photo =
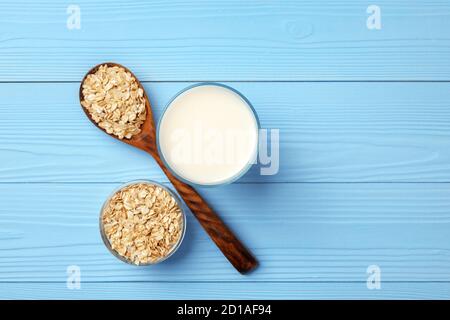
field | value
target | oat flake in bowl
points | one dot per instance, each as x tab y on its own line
142	223
115	101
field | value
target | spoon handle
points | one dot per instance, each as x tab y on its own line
239	256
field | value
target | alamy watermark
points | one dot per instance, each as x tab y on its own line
73	277
374	277
209	147
374	20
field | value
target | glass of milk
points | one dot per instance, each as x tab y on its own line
208	135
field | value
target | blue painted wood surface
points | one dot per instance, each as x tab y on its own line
364	119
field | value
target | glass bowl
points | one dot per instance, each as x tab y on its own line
175	246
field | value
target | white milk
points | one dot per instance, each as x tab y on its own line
208	135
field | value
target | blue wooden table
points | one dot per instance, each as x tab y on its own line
360	92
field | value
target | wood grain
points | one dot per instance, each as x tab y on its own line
249	291
299	232
227	40
329	132
232	248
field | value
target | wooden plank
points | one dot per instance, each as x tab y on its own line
227	40
155	290
332	132
299	232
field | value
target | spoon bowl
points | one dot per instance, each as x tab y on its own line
238	255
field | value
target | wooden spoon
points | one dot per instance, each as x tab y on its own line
227	242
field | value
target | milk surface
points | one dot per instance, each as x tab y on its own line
208	135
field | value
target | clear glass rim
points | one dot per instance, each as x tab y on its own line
105	238
244	169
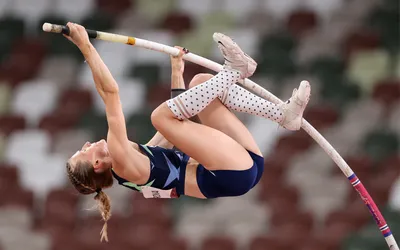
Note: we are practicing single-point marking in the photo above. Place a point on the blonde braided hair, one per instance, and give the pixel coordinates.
(87, 185)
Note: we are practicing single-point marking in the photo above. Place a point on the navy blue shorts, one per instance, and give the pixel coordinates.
(168, 170)
(224, 183)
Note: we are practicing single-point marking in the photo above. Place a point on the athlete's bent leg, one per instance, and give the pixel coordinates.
(217, 116)
(208, 146)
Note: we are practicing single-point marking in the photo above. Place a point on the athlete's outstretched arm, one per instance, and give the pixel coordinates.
(177, 83)
(119, 146)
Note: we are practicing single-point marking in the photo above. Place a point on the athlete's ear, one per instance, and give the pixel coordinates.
(98, 166)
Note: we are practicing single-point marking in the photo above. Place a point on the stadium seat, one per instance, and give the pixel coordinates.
(186, 6)
(5, 96)
(115, 8)
(368, 67)
(157, 94)
(60, 208)
(58, 122)
(15, 218)
(265, 243)
(170, 244)
(362, 164)
(17, 198)
(275, 56)
(66, 143)
(69, 10)
(11, 28)
(326, 68)
(387, 92)
(34, 99)
(394, 119)
(11, 123)
(97, 20)
(216, 243)
(55, 66)
(315, 45)
(75, 101)
(360, 41)
(24, 239)
(177, 23)
(383, 21)
(147, 73)
(155, 11)
(301, 22)
(23, 62)
(238, 9)
(280, 9)
(380, 144)
(247, 39)
(28, 143)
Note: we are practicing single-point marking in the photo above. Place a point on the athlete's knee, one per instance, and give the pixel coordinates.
(199, 79)
(160, 114)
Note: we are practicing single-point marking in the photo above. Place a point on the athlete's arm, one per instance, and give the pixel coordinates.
(177, 83)
(117, 139)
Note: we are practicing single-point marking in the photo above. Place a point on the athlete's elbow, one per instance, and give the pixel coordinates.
(159, 116)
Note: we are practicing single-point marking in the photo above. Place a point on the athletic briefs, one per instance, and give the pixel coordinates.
(168, 168)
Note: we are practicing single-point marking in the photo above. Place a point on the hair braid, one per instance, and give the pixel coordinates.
(105, 210)
(79, 177)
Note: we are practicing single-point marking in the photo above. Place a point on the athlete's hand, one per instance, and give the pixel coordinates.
(77, 35)
(177, 63)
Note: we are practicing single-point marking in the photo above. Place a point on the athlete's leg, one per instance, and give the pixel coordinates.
(217, 116)
(208, 146)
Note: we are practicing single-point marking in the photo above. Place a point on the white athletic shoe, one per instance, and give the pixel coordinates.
(235, 58)
(294, 107)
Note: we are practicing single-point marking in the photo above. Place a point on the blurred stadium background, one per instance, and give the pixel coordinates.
(348, 49)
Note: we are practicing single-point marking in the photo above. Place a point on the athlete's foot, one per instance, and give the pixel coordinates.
(235, 58)
(293, 109)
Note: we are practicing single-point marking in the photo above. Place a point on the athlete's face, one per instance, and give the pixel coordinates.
(95, 153)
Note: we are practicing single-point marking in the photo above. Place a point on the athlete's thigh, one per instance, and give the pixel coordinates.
(210, 147)
(217, 116)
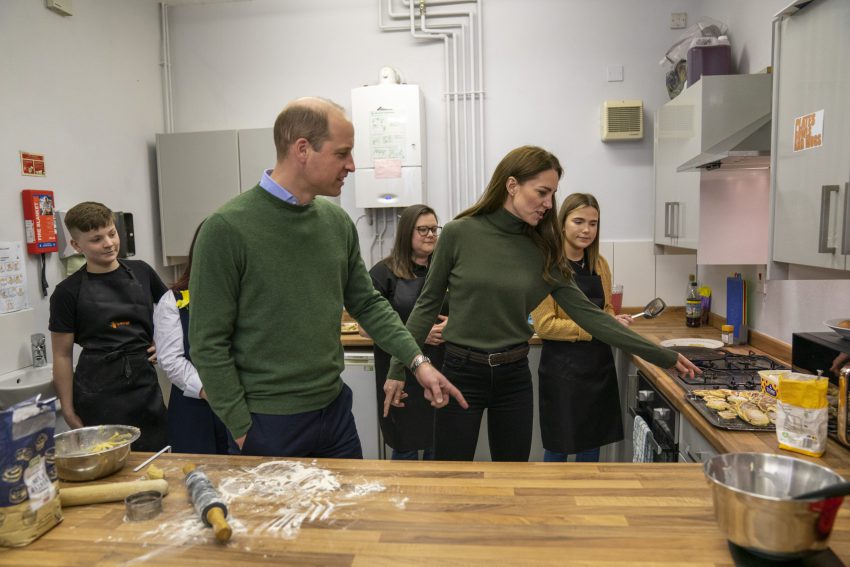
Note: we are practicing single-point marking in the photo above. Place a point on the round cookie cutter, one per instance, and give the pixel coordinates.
(143, 505)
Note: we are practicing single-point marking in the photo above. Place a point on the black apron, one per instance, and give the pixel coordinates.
(113, 382)
(578, 396)
(412, 427)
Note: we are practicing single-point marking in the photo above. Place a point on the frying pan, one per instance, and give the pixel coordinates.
(652, 310)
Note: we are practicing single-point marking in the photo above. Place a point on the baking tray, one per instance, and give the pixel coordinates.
(711, 416)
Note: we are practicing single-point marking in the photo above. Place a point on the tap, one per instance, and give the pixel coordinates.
(39, 349)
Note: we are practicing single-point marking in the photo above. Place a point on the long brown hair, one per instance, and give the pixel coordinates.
(522, 164)
(577, 201)
(183, 281)
(400, 260)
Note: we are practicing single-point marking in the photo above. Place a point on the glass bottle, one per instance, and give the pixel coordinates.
(727, 334)
(693, 303)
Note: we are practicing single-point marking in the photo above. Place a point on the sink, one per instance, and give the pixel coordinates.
(25, 383)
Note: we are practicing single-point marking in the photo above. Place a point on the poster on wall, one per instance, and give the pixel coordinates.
(13, 277)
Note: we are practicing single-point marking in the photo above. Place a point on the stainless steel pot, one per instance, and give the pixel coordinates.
(753, 502)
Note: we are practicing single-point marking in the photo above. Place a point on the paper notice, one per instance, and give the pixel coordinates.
(13, 277)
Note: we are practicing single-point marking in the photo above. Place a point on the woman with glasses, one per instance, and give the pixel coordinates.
(499, 259)
(400, 277)
(578, 397)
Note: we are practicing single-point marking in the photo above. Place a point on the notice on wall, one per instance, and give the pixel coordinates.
(387, 133)
(32, 164)
(13, 277)
(387, 168)
(808, 131)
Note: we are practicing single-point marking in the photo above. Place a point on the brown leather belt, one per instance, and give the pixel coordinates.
(491, 359)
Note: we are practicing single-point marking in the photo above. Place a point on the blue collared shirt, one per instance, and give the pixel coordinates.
(272, 187)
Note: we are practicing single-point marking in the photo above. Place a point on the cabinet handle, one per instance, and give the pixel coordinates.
(845, 236)
(823, 229)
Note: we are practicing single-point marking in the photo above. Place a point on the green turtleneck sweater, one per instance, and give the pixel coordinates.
(494, 273)
(269, 281)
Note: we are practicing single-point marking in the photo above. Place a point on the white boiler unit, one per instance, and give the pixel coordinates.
(389, 148)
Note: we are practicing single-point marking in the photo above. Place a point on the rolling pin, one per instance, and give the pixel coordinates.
(108, 492)
(207, 502)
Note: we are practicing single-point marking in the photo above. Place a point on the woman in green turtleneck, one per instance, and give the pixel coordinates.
(499, 259)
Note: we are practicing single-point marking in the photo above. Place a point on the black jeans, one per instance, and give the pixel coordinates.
(505, 391)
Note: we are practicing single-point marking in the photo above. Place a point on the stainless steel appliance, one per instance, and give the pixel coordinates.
(660, 415)
(815, 353)
(724, 369)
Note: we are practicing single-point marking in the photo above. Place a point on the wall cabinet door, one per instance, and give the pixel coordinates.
(676, 193)
(810, 224)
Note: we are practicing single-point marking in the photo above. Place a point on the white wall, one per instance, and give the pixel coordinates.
(85, 91)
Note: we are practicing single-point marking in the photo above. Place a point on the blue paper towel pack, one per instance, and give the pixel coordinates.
(736, 306)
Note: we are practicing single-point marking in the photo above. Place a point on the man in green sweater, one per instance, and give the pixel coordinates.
(271, 271)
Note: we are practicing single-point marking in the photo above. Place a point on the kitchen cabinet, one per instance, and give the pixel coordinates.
(811, 121)
(720, 121)
(676, 193)
(200, 171)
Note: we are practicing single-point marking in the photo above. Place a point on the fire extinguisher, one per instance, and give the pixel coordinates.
(40, 224)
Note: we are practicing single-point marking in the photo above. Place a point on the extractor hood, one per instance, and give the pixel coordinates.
(731, 126)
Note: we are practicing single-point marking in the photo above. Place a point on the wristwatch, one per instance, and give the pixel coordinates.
(418, 361)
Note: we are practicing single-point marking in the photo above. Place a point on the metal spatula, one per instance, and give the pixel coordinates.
(652, 310)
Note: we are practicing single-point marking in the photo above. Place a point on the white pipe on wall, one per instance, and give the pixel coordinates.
(464, 89)
(167, 100)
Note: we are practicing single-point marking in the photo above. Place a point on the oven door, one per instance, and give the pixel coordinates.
(661, 417)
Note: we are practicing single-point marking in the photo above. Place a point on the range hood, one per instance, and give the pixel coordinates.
(731, 123)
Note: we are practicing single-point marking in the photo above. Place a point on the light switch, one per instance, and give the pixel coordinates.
(615, 73)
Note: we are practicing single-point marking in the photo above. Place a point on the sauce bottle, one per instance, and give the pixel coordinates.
(693, 303)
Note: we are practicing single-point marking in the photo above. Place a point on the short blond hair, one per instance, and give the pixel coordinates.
(306, 118)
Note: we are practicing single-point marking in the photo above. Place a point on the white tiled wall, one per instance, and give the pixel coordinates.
(644, 275)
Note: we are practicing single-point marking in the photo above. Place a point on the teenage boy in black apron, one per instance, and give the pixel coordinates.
(106, 307)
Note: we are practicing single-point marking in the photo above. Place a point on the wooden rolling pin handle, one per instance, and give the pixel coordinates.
(108, 492)
(215, 516)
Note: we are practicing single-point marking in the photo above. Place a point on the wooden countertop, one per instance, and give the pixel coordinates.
(671, 325)
(413, 513)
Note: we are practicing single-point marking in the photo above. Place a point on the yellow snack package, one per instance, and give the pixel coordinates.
(770, 381)
(802, 413)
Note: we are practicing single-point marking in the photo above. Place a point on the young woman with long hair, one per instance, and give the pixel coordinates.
(499, 259)
(400, 277)
(578, 396)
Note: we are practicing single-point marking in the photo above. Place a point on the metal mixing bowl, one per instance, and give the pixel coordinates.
(754, 507)
(75, 459)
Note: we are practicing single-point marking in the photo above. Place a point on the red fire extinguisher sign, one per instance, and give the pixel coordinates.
(39, 220)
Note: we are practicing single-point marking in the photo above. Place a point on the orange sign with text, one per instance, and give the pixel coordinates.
(32, 164)
(808, 131)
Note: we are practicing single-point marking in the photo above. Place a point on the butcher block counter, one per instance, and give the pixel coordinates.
(336, 512)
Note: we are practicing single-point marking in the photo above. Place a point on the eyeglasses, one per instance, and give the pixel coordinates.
(424, 230)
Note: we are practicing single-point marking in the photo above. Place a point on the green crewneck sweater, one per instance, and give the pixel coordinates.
(269, 281)
(494, 272)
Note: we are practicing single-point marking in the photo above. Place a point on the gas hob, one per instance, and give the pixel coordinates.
(723, 369)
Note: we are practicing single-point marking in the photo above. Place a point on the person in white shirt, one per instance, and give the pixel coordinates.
(192, 425)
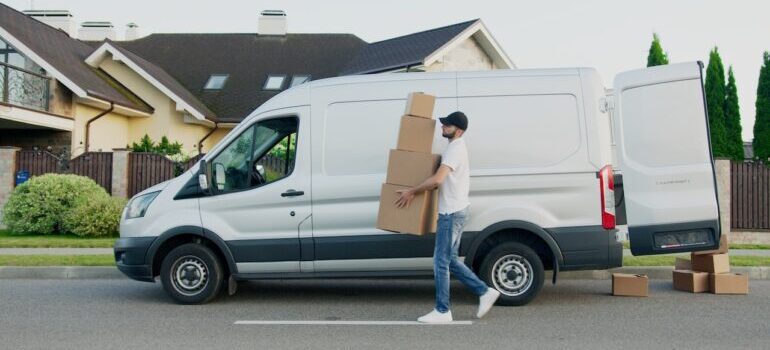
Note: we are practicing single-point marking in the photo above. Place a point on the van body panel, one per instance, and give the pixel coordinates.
(664, 153)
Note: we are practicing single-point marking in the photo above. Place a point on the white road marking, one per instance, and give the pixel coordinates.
(352, 323)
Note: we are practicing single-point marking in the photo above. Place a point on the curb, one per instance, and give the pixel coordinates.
(759, 273)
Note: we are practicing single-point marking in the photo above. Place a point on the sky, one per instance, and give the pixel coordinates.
(611, 36)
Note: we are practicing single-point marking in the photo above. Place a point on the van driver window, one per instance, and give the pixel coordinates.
(262, 154)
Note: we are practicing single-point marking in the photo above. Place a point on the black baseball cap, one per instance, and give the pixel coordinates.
(457, 119)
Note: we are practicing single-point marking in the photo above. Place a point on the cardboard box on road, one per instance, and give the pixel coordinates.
(416, 134)
(420, 104)
(691, 281)
(418, 218)
(729, 283)
(407, 168)
(723, 247)
(712, 263)
(624, 284)
(682, 264)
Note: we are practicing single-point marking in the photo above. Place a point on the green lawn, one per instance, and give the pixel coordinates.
(57, 260)
(9, 240)
(731, 246)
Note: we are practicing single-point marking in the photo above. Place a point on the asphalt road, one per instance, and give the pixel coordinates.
(124, 314)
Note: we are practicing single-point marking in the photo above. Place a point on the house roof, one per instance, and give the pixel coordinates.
(66, 56)
(162, 77)
(247, 59)
(404, 50)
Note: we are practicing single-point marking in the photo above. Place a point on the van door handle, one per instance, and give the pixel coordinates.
(292, 193)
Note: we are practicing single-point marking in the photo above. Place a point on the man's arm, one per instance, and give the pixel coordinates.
(430, 183)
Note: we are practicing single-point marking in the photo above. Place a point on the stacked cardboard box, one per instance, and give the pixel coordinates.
(409, 165)
(709, 271)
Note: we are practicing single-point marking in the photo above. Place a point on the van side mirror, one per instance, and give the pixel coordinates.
(203, 181)
(219, 176)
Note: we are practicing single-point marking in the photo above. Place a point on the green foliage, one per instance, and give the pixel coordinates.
(98, 217)
(762, 121)
(164, 147)
(715, 99)
(656, 56)
(40, 205)
(733, 119)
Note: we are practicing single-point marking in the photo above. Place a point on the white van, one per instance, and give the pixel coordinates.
(293, 190)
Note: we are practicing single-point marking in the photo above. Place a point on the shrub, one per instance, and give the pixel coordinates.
(95, 218)
(39, 205)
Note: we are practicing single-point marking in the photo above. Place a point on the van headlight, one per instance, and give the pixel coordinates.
(137, 207)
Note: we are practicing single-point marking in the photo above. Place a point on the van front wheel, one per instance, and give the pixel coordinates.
(191, 274)
(515, 270)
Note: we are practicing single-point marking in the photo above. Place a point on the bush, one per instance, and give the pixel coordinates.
(95, 218)
(40, 205)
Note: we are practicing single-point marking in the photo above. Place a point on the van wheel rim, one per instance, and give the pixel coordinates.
(512, 275)
(189, 275)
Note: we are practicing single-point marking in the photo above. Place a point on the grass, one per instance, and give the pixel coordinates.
(626, 245)
(57, 260)
(10, 240)
(668, 260)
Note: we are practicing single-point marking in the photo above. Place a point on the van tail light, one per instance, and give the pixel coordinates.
(607, 191)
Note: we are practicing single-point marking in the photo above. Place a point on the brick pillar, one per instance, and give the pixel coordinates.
(723, 193)
(7, 176)
(120, 172)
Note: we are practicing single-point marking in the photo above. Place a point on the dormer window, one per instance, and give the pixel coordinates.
(274, 82)
(216, 82)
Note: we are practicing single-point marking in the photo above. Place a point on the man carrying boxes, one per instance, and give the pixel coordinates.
(453, 181)
(709, 271)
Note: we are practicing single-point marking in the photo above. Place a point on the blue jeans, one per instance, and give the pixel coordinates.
(446, 259)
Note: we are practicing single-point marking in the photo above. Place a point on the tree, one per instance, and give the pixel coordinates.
(761, 141)
(715, 99)
(733, 119)
(656, 57)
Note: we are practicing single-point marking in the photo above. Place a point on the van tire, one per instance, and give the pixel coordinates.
(515, 270)
(191, 274)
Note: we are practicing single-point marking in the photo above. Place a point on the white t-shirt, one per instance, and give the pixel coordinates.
(453, 192)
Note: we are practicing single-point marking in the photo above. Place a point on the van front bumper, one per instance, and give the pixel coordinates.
(131, 257)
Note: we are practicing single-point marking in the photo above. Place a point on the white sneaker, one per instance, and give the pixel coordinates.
(436, 317)
(486, 302)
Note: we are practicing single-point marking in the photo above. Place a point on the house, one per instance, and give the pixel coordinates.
(85, 91)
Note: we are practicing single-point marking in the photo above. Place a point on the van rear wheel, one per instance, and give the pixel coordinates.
(191, 274)
(515, 270)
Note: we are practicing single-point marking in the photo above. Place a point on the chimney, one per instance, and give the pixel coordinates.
(272, 22)
(132, 31)
(96, 31)
(59, 19)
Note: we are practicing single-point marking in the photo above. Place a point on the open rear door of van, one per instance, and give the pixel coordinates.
(664, 153)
++++++
■ **What is needed**: What is needed is a word-for-word copy of the lines from the start of the data to the line with "target | clear glass rim", inclusive, with no pictures in it.

■ **Answer to the problem**:
photo =
field | value
target | oat flake in bowl
points | one dot per instance, each as x tab y on its own line
142	223
115	101
field | value
target | spoon handle
points | one dot per instance, each as x tab y on its own line
239	256
field | value
target | alamy watermark
points | one dot per instance, each as x tab y on its own line
73	277
374	277
209	147
374	20
field | value
target | glass of milk
points | one dot per instance, each as x tab y on its own line
208	135
field | value
target | blue painted wood surface
points | one dot per instance, each as x tab y on its own line
364	119
field | value
target | glass bowl
points | one dot per instance, each as x tab y on its own line
175	246
field | value
target | white milk
points | one dot per instance, each as x tab y on its own line
208	135
field | value
target | blue wooden table
points | one dot per instance, each as x tab y on its own line
360	92
field | value
target | wood grain
points | one dot per instance, each as x tab y on its own line
249	291
299	232
227	40
329	132
232	248
field | value
target | wooden plank
points | one dot per instance, each as x tab y on its own line
227	40
155	290
332	132
299	232
field | value
target | spoon bowl
points | one dot per instance, each as x tab y on its own line
238	255
field | value
target | wooden spoon
points | one dot per instance, each as x tab y on its own line
227	242
field | value
target | milk surface
points | one dot per instance, each as x tab y on its own line
208	135
field | value
target | clear glass rim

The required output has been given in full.